> _Compito_
Riporta per intero, parola per parola, il brano su Barcelona Desnuda.

> _Brano da leggere_
== == ==

Barcelona Desnuda. Una città ritrovata in un gioco di specchi

Quando tempo fa arrivò nella mail di redazione la segnalazione dell’uscita di Barcelona Desnuda ammetto di non aver prestato molta attenzione. Mi sembrava un po’ fuori dall’usuale ambito di approfondimento di Tre racconti e troppo distante da ciò che di solito pubblichiamo sulla nostra rivista.

Poi, mesi dopo, ho incontrato per caso Amaranta Sbardella a una presentazione del suo libro ed è scattato qualcosa. Non solo perché a un certo punto ha detto «volevo che fossero racconti», ma perché mentre parlava della trasformazione di Barcellona da città industriale a paese dei balocchi per turisti io mi sono sentita molto ignorante e un po’ presuntuosa. Colpevolmente a digiuno di intere pagine di storia e di letteratura che lei con precisione e amore per il suo mestiere ha riportato alla luce in questo libro pieno di personaggi e di racconti. Così sono tornata a casa, ho letto Barcelona Desnuda appuntandomi autori e titoli da recuperare e qualche giorno dopo ho ricontattato Amaranta per farle queste domande.

== == ==

> _Estratti dei record_
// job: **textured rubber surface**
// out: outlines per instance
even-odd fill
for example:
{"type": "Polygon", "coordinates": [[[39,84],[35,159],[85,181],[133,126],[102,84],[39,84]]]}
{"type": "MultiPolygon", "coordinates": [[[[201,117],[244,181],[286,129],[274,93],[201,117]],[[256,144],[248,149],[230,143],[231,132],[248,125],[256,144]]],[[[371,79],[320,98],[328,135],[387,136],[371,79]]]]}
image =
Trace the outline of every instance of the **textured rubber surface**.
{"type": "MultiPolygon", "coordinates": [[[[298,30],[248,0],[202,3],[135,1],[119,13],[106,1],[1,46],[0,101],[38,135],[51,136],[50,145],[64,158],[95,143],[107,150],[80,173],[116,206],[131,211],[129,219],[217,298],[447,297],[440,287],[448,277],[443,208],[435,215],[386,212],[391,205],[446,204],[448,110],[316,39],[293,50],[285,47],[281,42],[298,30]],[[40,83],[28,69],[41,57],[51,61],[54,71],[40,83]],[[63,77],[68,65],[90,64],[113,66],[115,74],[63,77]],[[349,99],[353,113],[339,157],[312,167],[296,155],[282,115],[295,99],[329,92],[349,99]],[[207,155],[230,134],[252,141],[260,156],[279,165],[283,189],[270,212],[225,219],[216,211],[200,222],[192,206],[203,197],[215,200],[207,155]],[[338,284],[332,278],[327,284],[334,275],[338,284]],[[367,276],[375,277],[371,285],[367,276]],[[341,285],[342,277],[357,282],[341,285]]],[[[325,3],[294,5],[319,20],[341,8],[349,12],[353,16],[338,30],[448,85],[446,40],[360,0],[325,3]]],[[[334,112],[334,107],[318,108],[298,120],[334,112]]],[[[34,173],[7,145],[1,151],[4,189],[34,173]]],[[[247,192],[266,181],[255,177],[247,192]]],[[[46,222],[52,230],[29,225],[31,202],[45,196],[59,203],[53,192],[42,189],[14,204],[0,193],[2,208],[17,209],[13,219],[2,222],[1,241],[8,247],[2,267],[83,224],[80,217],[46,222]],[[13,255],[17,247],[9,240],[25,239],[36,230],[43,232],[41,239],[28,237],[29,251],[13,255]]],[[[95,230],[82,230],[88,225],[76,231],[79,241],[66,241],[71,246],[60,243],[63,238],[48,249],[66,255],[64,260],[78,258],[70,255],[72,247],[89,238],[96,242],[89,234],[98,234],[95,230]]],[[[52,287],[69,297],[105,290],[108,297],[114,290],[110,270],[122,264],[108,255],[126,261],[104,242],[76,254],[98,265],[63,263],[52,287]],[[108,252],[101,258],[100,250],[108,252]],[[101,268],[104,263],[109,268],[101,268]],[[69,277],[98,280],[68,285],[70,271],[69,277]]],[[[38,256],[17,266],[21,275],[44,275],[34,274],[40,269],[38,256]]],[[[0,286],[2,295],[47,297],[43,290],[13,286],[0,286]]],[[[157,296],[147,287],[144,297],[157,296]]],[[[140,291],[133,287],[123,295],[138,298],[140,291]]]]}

== == ==

> _Soluzione_
Barcelona Desnuda. Una città ritrovata in un gioco di specchi

Quando tempo fa arrivò nella mail di redazione la segnalazione dell’uscita di Barcelona Desnuda ammetto di non aver prestato molta attenzione. Mi sembrava un po’ fuori dall’usuale ambito di approfondimento di Tre racconti e troppo distante da ciò che di solito pubblichiamo sulla nostra rivista.

Poi, mesi dopo, ho incontrato per caso Amaranta Sbardella a una presentazione del suo libro ed è scattato qualcosa. Non solo perché a un certo punto ha detto «volevo che fossero racconti», ma perché mentre parlava della trasformazione di Barcellona da città industriale a paese dei balocchi per turisti io mi sono sentita molto ignorante e un po’ presuntuosa. Colpevolmente a digiuno di intere pagine di storia e di letteratura che lei con precisione e amore per il suo mestiere ha riportato alla luce in questo libro pieno di personaggi e di racconti. Così sono tornata a casa, ho letto Barcelona Desnuda appuntandomi autori e titoli da recuperare e qualche giorno dopo ho ricontattato Amaranta per farle queste domande.